**Exercise**
Return all of the lines below exactly as they are.

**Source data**
+++
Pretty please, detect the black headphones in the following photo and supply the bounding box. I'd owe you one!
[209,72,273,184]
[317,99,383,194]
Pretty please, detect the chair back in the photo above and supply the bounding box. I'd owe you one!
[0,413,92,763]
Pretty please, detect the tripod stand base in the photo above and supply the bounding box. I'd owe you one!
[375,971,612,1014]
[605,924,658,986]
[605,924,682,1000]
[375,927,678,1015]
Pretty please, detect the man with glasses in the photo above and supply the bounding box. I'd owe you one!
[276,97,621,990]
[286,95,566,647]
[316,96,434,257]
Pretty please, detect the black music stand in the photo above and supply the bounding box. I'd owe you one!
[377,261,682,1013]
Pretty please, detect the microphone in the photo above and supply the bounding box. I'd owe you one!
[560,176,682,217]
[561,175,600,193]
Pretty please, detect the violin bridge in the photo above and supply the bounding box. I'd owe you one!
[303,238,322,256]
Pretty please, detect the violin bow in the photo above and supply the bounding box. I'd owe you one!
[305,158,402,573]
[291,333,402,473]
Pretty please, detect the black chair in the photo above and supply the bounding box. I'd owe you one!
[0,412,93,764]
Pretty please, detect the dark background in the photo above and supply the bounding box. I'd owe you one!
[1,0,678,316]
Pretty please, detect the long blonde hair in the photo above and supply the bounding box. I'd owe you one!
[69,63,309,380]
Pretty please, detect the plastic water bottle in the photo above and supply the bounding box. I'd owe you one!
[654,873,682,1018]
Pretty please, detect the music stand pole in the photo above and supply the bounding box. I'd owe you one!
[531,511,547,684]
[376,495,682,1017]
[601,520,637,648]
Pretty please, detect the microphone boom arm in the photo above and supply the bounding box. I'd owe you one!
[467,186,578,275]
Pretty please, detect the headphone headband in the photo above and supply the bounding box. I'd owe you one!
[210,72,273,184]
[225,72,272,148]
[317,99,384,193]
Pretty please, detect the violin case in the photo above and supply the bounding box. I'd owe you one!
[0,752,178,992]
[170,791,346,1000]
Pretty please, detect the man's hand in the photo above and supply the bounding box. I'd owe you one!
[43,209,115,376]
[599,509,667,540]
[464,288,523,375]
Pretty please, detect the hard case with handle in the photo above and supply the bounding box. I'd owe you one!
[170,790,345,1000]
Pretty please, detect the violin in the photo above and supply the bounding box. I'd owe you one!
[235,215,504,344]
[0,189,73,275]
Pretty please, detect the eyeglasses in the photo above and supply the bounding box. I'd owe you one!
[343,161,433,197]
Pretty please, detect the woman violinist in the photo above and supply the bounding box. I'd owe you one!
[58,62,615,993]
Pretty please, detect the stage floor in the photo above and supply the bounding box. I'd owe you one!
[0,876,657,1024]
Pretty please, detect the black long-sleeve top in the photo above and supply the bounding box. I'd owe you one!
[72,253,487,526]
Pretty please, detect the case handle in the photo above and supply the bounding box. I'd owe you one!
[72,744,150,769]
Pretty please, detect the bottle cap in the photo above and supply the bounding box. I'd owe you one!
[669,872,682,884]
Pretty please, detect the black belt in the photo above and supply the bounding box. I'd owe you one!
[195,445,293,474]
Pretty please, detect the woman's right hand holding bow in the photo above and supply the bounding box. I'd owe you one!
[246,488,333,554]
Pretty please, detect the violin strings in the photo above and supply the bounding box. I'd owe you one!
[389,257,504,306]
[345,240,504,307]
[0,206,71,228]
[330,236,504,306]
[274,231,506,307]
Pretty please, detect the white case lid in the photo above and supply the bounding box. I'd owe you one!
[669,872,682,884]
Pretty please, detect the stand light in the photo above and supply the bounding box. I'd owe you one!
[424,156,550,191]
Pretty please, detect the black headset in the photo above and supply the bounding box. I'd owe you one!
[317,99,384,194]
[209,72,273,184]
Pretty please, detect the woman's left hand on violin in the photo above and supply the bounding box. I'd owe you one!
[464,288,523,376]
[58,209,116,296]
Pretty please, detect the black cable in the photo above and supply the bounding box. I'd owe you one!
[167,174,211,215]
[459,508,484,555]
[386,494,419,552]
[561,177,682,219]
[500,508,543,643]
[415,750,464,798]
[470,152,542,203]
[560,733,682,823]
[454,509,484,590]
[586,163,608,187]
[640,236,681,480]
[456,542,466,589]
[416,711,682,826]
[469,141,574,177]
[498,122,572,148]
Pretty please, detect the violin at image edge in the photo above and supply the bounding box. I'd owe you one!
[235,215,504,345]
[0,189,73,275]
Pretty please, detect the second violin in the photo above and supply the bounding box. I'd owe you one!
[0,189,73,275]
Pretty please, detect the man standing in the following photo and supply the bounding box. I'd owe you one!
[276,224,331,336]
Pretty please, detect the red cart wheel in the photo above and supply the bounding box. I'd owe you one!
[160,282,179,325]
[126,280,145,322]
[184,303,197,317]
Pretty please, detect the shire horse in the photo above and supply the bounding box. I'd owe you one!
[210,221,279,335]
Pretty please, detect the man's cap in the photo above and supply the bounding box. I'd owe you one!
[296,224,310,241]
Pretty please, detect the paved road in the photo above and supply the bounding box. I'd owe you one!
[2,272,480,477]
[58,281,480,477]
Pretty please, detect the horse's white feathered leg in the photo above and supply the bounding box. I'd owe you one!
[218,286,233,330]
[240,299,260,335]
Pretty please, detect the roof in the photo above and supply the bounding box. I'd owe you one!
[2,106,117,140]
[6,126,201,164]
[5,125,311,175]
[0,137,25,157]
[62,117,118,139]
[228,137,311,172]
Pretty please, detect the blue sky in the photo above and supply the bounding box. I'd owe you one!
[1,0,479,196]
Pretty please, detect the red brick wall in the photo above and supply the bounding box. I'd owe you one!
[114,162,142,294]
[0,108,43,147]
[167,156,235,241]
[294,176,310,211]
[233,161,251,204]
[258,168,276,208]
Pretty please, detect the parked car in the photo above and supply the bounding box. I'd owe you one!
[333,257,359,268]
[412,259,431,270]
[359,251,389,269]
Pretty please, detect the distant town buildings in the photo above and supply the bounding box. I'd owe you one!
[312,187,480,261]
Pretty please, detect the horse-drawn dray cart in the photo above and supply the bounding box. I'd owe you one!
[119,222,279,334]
+++
**Solution for this task**
Pretty please, detect the black headphones in the following photo and supply the bounding box. I'd owe you one!
[209,72,273,184]
[317,99,383,194]
Pretty please, detect the chair back in the photo above and supply the bounding box. I'd owe you one!
[0,413,92,763]
Pretty please, detect the tripod stand base in the photo above and supply the bounding box. I'd owe you one!
[375,971,612,1014]
[605,924,658,986]
[605,924,682,1000]
[375,927,678,1015]
Pretty please, detect the man with glasses in the photo above and supply the bounding box. I'd owe you one!
[276,97,621,990]
[286,95,566,647]
[316,96,434,257]
Pretty please, detect the black music stand in the photo above and supply the bounding box. I'd owe you one!
[377,261,682,1013]
Pretty please, detect the microphone in the photo above and supply the bounding box. I'd owe you one!
[560,176,682,217]
[561,175,600,193]
Pretty please, detect the violin bridge in the photo above and supply the bounding box. I'd owe you one!
[303,238,322,256]
Pretty please, detect the violin bow in the photo above and supply the bounding box. I'd owe you one!
[305,158,402,573]
[291,333,402,473]
Pretty please, detect the black chair in the photo above and supply the bounding box. I'd owe you one!
[0,412,93,764]
Pretty please, detect the dark background in the photo above and supply the bounding box. I'd owe you one!
[1,0,678,316]
Pretty please, detect the long blonde hair in the photo above and supply the bounding box. I'd owe you one!
[69,63,309,380]
Pretty please, detect the plastic water bottle in the photo above and supply the bounding box. I'd owe you one!
[654,873,682,1018]
Pretty please, detect the music stand pole in the photo above and supply the bounding box. I'd owe you one!
[531,511,547,684]
[376,495,682,1017]
[601,520,637,648]
Pretty please, detect the microphone boom arm in the photo above and supply the bounding box. I'd owe you one!
[467,186,578,275]
Pretty please, detect the headphone headband in the photo above and supply the bounding box. I'd owe you one!
[210,72,273,184]
[225,72,272,148]
[317,99,384,193]
Pretty please, detect the violin case in the photo above and supply the bounding box. I'd owe you one!
[0,752,178,992]
[170,791,346,1000]
Pretty please, detect the man's hand in the photo above and supply the bounding box. I'd owe you one!
[43,209,115,376]
[599,509,667,540]
[464,288,523,375]
Pretty please, detect the hard case with handle in the photo above and supply the bounding box. I'd owe you one!
[170,790,345,1000]
Pretty please, detect the violin in the photo above and supply the bounding box. I'd owe you one!
[235,215,504,344]
[0,189,73,275]
Pretty please, detect the eyeglasses in the photo above and supply the bounding box. I'd owe you one!
[343,161,433,197]
Pretty please, detect the woman violinist in the photo above and supply the bounding box. I'd owe you one!
[58,62,615,993]
Pretty please, detect the stage floor in the photo above and supply the bounding box. I'd owe you one!
[0,876,657,1024]
Pretty please, detect the black long-sleeve top in the photo above and supply the bounding box. I'd owe you one!
[72,253,487,526]
Pretty please, detect the case handle in the photo above and supply the bounding box. I'd owe you one!
[72,744,150,769]
Pretty please, detect the bottle cap in the photo above and supply the bounding box. I'd owe you one!
[669,872,682,884]
Pretty please, detect the black belt in the photo above and supply the bounding box. I'd owe you one!
[195,445,293,474]
Pretty please, detect the woman's right hand holding bow in the photo above and supply the bounding box. I'd owe you one!
[246,488,333,554]
Pretty please, detect the violin strings in the photo above and supply the bounding box. I'd owe you one!
[389,257,504,306]
[345,240,504,307]
[0,206,71,228]
[330,236,504,306]
[274,231,506,307]
Pretty please, detect the white case lid in the photo above and supply the bounding box. I'd owe you one!
[669,872,682,884]
Pretty please, detect the stand light in the photo above and supply the bounding box. I'd owe you one!
[424,156,550,191]
Pretty please, detect the black headset in the photo above and supply the bounding box. I'd owe you one!
[317,99,384,194]
[209,72,273,184]
Pretty please, detect the woman's left hand on violin in the photo above and supply the bounding box. I'd owe you one!
[464,288,523,376]
[58,209,116,296]
Pretty please, detect the black cable in the photo above and supply the bounding box. I'd owe you one!
[167,174,211,215]
[459,508,484,555]
[386,494,419,552]
[561,177,682,219]
[500,508,543,643]
[415,750,464,798]
[470,152,542,203]
[560,733,682,823]
[454,509,484,590]
[586,163,608,187]
[640,236,681,480]
[456,542,466,589]
[416,711,682,826]
[469,141,574,177]
[498,122,572,148]
Pretty please, detect the violin at image edge in the photo above and supply the bounding box. I'd owe you one!
[235,215,504,345]
[0,189,73,275]
Pretty please, detect the second violin in the photo above and supply the bounding box. I'd owe you one!
[0,189,73,275]
Pretty please, detect the man standing in the following photo and supply the bounding box. I'd owe you one!
[276,224,331,336]
Pretty please, detect the red cart wheel in the photo above and supply the bounding box. I'd owe you one!
[160,282,179,325]
[126,280,145,322]
[184,303,197,317]
Pretty please, detect the shire horse in the photo above and supply the bounding box. I'd owe you one!
[210,221,279,335]
Pretty please, detect the man's cap in the photo above and supply the bounding box. I'd owe you one!
[296,224,310,241]
Pretty please, detect the paved road in the photo above and supply the bounding box. I'd owe you one!
[2,272,480,477]
[58,281,480,477]
Pretty please, detect the horse's white feathered leg in the photo above and supply the bounding box. I'd owe you one!
[218,286,233,330]
[240,299,260,335]
Pretty please, detect the roof in the photo above and supply the bounding box. I'd owe you one!
[2,106,117,140]
[6,126,201,164]
[5,125,311,175]
[0,137,25,157]
[62,117,118,139]
[228,137,311,172]
Pretty please, detect the blue sky in the photo above and supply the bounding box. I'd owe you one!
[1,0,479,196]
Pretty please, detect the red brick wall in the photo above and supply the bounding box. I'd owe you one!
[114,162,142,294]
[0,108,43,147]
[167,156,235,241]
[294,176,310,211]
[233,161,251,204]
[258,168,276,208]
Pretty please, detect the parked car in the photo above and supply the bounding box. I'd owe you one!
[333,257,359,268]
[412,259,431,270]
[359,251,389,269]
Pretty please, detect the distant town buildings in the photo above and supply the bounding box. I'd owe you one!
[312,187,480,261]
Pretty please, detect the horse-drawn dray cart in the photo above and supply the bounding box. I'd owe you one!
[119,222,279,334]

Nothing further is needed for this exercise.